• [Written request]: Print all of the records below verbatim, leaving out the pictures.

• [Data rows]:
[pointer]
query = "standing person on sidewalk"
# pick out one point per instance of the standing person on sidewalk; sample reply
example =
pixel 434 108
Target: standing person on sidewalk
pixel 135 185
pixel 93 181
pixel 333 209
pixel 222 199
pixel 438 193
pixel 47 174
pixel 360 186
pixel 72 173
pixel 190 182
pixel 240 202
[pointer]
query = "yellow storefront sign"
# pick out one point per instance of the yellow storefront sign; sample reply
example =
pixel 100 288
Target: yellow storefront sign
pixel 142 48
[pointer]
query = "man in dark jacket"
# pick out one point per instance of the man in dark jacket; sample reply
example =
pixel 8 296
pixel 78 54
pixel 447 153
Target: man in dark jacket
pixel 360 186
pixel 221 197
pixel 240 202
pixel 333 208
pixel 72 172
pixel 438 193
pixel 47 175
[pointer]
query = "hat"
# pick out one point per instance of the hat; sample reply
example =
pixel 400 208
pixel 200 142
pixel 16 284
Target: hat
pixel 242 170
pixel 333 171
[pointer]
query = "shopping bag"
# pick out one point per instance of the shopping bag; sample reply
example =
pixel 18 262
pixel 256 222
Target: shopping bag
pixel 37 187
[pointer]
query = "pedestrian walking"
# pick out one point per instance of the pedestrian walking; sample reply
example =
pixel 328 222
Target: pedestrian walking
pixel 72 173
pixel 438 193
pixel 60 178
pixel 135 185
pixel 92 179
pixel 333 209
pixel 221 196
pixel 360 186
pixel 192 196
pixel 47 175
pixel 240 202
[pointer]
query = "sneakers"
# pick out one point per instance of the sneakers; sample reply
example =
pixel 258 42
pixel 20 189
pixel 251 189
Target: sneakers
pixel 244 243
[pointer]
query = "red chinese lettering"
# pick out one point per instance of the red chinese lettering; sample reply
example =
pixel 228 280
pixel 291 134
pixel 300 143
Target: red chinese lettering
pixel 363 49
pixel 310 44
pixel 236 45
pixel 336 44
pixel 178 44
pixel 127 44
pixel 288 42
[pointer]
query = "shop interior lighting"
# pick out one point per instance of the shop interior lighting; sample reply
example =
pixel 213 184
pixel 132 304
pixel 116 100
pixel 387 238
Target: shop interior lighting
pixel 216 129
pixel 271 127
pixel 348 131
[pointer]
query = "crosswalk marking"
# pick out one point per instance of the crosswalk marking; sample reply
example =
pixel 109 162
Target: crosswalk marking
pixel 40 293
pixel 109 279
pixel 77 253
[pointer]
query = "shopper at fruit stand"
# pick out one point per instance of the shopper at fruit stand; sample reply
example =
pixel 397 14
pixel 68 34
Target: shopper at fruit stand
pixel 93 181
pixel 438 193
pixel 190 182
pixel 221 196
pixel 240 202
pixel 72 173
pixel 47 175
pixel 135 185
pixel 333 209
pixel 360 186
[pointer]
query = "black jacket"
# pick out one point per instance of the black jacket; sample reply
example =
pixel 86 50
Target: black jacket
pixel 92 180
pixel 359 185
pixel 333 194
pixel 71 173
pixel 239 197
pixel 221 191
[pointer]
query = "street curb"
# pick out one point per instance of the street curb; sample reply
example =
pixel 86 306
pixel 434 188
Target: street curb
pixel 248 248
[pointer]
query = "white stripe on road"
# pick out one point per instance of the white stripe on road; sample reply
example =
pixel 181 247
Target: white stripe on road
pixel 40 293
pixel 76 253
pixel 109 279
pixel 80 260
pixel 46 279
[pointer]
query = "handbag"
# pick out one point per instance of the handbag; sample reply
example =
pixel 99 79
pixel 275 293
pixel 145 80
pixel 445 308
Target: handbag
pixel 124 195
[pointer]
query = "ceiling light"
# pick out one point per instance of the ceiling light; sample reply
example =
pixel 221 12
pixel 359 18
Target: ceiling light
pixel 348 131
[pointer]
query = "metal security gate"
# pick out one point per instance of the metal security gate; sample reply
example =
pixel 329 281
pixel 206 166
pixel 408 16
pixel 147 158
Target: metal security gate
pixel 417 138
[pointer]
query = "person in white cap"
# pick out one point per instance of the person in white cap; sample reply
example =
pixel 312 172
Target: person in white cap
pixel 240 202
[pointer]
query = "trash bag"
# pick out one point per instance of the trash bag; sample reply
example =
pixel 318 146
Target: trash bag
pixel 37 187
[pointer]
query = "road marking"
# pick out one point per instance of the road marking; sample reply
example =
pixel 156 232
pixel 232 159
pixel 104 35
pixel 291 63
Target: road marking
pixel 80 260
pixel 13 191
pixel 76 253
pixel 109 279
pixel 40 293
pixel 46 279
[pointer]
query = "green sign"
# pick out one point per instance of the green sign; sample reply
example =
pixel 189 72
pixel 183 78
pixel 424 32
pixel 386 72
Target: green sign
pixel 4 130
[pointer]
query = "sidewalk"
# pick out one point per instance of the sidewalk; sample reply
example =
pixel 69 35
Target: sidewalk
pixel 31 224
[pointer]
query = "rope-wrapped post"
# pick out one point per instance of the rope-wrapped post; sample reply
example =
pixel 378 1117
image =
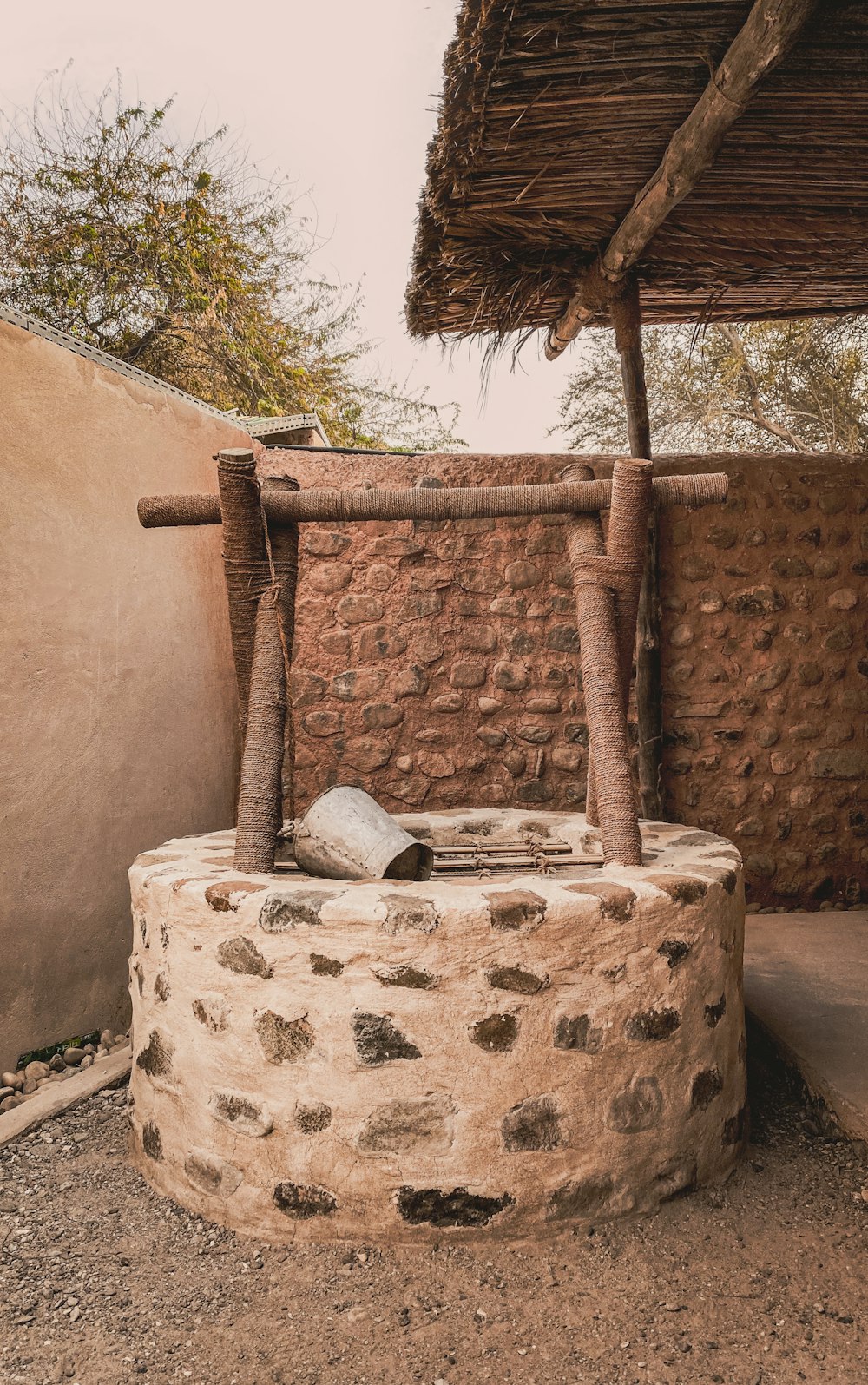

• [Exercise solution]:
[pointer]
query = "standing person on sidewalk"
# pick out one point per instance of the standing person on sidewalk; sample reply
example =
pixel 434 108
Target: standing person on sidewalk
pixel 135 185
pixel 93 181
pixel 333 209
pixel 222 199
pixel 438 193
pixel 47 174
pixel 360 186
pixel 72 173
pixel 190 182
pixel 240 202
[pointer]
query = "yellow storefront sign"
# pick out one point per instance of the yellow storefront sign; sample reply
example =
pixel 100 288
Target: yellow storefront sign
pixel 142 48
[pointer]
query = "man in dark jacket"
# pick out one point per instance of the man in dark jacket; sample reply
example =
pixel 8 296
pixel 78 54
pixel 447 153
Target: man in dark jacket
pixel 360 186
pixel 221 197
pixel 240 202
pixel 333 208
pixel 72 172
pixel 438 193
pixel 47 175
[pointer]
query = "hat"
# pick out one point per instance of the hat; sample reply
example =
pixel 400 208
pixel 200 142
pixel 16 284
Target: hat
pixel 242 170
pixel 333 171
[pointer]
query = "shopping bag"
# pick out one point per instance of the shopping bag; sample reply
example =
pixel 18 262
pixel 256 222
Target: shopping bag
pixel 37 187
[pointer]
query = "pedestrian walking"
# pick out one point per instance of the pedestrian walking; sample reply
example =
pixel 328 222
Target: pedestrian walking
pixel 72 173
pixel 438 193
pixel 60 178
pixel 135 185
pixel 92 179
pixel 333 209
pixel 221 196
pixel 360 186
pixel 192 196
pixel 47 175
pixel 240 202
[pointer]
query = "sneakers"
# pick out one point per instance of the sneakers; sample reply
example =
pixel 258 42
pixel 20 189
pixel 251 189
Target: sneakers
pixel 244 243
[pointer]
query = "red chinese lettering"
# pick out one point per instance of the red chinese lettering; sample reply
example =
pixel 228 280
pixel 291 134
pixel 300 143
Target: red chinese lettering
pixel 363 49
pixel 310 44
pixel 236 45
pixel 336 44
pixel 178 44
pixel 127 44
pixel 288 42
[pointer]
query = "shop interior lighting"
# pick out one point per instance of the shop interior lighting; sample reply
example =
pixel 213 184
pixel 132 304
pixel 116 100
pixel 387 238
Target: shop interior lighting
pixel 216 129
pixel 271 127
pixel 348 131
[pointer]
query = "crosswalk marking"
# pick out one point per instance of the crosswalk marking; sample reply
example =
pixel 109 162
Target: crosswalk marking
pixel 40 293
pixel 109 279
pixel 77 253
[pointer]
query = "shopper at fruit stand"
# pick out one point per instance of the shopper at fruit stand; sample reply
example =
pixel 397 14
pixel 68 34
Target: shopper at fruit stand
pixel 93 181
pixel 438 193
pixel 190 182
pixel 221 196
pixel 240 202
pixel 72 173
pixel 47 175
pixel 135 185
pixel 333 209
pixel 360 186
[pointer]
query = "black jacket"
# pick out one point per instance of the black jacket; sample reply
example =
pixel 86 50
Target: black jacket
pixel 92 180
pixel 359 185
pixel 333 194
pixel 71 173
pixel 239 197
pixel 221 191
[pointer]
query = "street curb"
# pick out one point per instance of the street curb; sample reply
example =
pixel 86 306
pixel 434 188
Target: street curb
pixel 248 248
[pointer]
query = "white stripe on road"
# pick out one point per instance of the white stripe on road; sample reply
example =
pixel 181 247
Target: white stripe on road
pixel 40 293
pixel 76 253
pixel 109 279
pixel 80 260
pixel 46 279
[pointer]
query = "handbag"
# pick out one point per instance of the handbag; sample reply
example =
pixel 99 79
pixel 275 293
pixel 145 80
pixel 445 308
Target: handbag
pixel 124 195
[pointer]
query = "ceiling light"
# pick out one point per instance of the ceiling light; sample reply
example =
pixel 221 12
pixel 359 18
Target: ceiling light
pixel 348 131
[pointer]
query = "metal security gate"
# pick out one point per instance of the metal security gate; sample reply
example =
pixel 329 281
pixel 206 166
pixel 408 16
pixel 147 158
Target: metal security gate
pixel 417 138
[pointer]
query = "person in white cap"
# pick out one point per instance of the person in white cap; sample reply
example =
pixel 312 172
Target: person in white cap
pixel 240 202
[pointer]
query = "trash bag"
# pick out one point per instance of the trash bag; sample reply
example =
pixel 318 146
Target: trash bag
pixel 37 187
[pointer]
query = "road marking"
# pick out one point per instance of the road marking; sample reply
example =
pixel 156 232
pixel 232 159
pixel 104 35
pixel 291 63
Target: road marking
pixel 80 260
pixel 13 191
pixel 76 253
pixel 109 279
pixel 40 293
pixel 46 279
[pointer]
query = "green sign"
# pick out one point per instance of the green sign; sample reply
example =
pixel 189 72
pixel 183 78
pixel 424 32
pixel 386 72
Target: green sign
pixel 4 130
[pointer]
query = "sidewalk"
# pick out one point per instance of the sidewalk; sample reply
example =
pixel 69 35
Target: sidewalk
pixel 31 224
[pointer]
query = "rope-wrapped post"
# pick out one point per instance of the rope-wrapped post; sample reply
example =
pixel 378 1117
image =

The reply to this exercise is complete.